• PASSAGE FOR REVIEW:
-*-

- Coordinates: 30°29′51″S 151°38′28″E﻿ / ﻿30.4975°S 151.6410°E
- Motto: Through Living We Learn
- Established: 1972
- Named for: Dr R. B. Austin
- Head: Ms Andrea Gledhill, BFA GDipEd
- Residents: 288 undergraduates annually (rooms)
- Website: www.une.edu.au/austin/

= Austin College, University of New England (Australia) =

Australian college

Austin College is a college at the University of New England, Armidale, NSW, Australia. It is the second youngest of the established colleges, opening as an all girls college in 1972
. It proceeded to change to a co-ed tertiary residential college, which it remains to this day.

It has the capacity to house 288 students at any one time during the year. It caters for both internal and external students and serves as residency for many travelling university and school sporting teams.

Austin has a range of facilities including a common room and kitchenette on every floor, a licensed bar, music room, exercise room, a large common room, bike shed, laundries and a large dining hall. All rooms are centrally heated and have Ethernet, NBN, phone and TV aerial connections.

-*-

• STUDY MATERIAL:
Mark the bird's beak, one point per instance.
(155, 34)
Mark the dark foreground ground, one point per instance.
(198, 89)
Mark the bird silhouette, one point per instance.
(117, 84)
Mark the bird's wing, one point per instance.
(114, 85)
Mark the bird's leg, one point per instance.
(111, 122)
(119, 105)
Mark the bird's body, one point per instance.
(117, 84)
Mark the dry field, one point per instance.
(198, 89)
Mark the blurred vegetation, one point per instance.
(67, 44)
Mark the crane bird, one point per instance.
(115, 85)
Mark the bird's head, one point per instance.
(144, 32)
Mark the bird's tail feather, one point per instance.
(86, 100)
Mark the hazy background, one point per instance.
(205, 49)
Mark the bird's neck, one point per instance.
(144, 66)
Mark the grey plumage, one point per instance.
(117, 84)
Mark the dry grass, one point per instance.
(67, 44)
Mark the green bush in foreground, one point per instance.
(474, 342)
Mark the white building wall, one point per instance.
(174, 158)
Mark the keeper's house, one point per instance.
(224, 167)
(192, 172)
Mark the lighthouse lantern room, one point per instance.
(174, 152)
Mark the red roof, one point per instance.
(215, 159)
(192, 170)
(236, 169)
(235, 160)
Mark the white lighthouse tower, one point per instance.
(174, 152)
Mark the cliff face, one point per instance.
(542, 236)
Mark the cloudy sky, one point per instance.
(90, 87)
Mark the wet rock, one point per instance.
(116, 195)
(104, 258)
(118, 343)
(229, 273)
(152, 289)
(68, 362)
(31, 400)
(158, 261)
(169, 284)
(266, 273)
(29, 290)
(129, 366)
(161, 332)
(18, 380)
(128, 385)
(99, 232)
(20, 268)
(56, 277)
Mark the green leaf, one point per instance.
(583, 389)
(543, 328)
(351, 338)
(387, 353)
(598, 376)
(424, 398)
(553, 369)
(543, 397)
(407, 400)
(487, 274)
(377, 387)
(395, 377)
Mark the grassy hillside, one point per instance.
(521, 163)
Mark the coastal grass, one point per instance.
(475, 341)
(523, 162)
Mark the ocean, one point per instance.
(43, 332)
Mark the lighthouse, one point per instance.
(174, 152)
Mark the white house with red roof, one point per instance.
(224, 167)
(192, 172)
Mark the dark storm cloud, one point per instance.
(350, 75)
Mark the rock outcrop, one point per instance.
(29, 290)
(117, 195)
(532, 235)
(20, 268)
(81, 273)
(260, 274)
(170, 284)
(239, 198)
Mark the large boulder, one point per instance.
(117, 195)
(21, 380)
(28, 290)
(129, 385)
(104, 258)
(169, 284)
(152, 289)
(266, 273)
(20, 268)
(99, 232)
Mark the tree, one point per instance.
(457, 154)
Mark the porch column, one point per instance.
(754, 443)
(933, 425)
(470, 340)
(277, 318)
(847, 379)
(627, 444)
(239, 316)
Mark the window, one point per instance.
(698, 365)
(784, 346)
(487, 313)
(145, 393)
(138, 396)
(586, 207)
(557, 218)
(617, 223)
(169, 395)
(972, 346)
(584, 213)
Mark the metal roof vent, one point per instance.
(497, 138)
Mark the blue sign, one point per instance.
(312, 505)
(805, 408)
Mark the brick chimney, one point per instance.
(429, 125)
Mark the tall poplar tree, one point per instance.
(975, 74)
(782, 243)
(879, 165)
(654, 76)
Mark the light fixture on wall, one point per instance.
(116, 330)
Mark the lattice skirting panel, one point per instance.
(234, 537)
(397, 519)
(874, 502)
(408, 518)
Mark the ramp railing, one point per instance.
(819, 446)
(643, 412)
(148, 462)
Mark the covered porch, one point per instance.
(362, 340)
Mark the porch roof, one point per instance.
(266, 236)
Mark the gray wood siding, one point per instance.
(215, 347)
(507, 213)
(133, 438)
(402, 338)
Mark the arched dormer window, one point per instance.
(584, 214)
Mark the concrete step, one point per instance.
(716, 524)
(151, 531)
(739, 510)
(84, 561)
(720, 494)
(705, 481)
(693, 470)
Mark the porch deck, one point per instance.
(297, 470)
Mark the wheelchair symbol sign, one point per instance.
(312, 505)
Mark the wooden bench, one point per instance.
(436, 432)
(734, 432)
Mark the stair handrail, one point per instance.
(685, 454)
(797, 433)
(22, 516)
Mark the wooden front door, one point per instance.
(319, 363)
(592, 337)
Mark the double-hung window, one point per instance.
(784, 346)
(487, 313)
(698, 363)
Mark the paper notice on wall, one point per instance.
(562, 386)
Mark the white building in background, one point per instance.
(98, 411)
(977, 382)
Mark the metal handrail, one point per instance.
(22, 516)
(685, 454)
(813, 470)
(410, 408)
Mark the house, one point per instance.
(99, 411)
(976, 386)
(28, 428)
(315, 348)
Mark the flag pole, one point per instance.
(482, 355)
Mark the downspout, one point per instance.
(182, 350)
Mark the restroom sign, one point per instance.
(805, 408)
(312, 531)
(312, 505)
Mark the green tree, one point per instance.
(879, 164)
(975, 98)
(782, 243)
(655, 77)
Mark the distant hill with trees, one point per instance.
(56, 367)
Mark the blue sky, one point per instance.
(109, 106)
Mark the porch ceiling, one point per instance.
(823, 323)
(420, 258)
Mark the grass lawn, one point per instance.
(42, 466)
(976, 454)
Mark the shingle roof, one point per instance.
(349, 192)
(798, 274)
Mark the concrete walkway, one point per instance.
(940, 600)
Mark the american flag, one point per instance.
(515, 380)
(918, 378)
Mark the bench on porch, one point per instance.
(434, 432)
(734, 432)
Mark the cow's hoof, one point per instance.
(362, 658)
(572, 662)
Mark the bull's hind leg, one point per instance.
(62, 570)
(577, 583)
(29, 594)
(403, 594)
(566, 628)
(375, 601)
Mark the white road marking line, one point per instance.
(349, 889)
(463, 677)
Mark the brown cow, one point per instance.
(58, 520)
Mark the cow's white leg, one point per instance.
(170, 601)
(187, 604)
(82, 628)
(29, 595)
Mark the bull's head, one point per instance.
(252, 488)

-*-

• ASSIGNED TASK:
From the text on Austin College above, copy word for word the passage between "Austin College is" and "TV aerial connections.", inclusive.

• WRITTEN REPLY:
Austin College is a college at the University of New England, Armidale, NSW, Australia. It is the second youngest of the established colleges, opening as an all girls college in 1972
. It proceeded to change to a co-ed tertiary residential college, which it remains to this day.

It has the capacity to house 288 students at any one time during the year. It caters for both internal and external students and serves as residency for many travelling university and school sporting teams.

Austin has a range of facilities including a common room and kitchenette on every floor, a licensed bar, music room, exercise room, a large common room, bike shed, laundries and a large dining hall. All rooms are centrally heated and have Ethernet, NBN, phone and TV aerial connections.